RECORDS TO USE →
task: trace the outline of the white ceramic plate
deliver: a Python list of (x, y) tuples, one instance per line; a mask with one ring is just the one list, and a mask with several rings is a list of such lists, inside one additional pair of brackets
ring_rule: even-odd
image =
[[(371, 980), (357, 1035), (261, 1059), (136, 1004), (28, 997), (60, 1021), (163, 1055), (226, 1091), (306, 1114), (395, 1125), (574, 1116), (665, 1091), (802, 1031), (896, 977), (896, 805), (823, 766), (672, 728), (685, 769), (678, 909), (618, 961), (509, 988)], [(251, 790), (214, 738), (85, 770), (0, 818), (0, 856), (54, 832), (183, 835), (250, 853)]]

WORK TO COMPLETE → Copy every line of the records above, word for word and in the same order.

REPLY →
task: trace the outline of the white ceramic plate
deliver: a Python list of (x, y) tuples, one instance per line; a mask with one ring is just the one list, and a mask with several rings is a list of such lists, inside one additional pair of brackets
ring_rule: even-odd
image =
[[(371, 980), (357, 1035), (261, 1059), (136, 1004), (28, 997), (60, 1021), (163, 1055), (226, 1091), (306, 1114), (395, 1125), (574, 1116), (665, 1091), (802, 1031), (896, 977), (896, 805), (823, 766), (672, 728), (685, 769), (678, 909), (618, 961), (509, 988)], [(251, 790), (214, 738), (85, 770), (0, 818), (0, 856), (54, 832), (183, 835), (250, 853)]]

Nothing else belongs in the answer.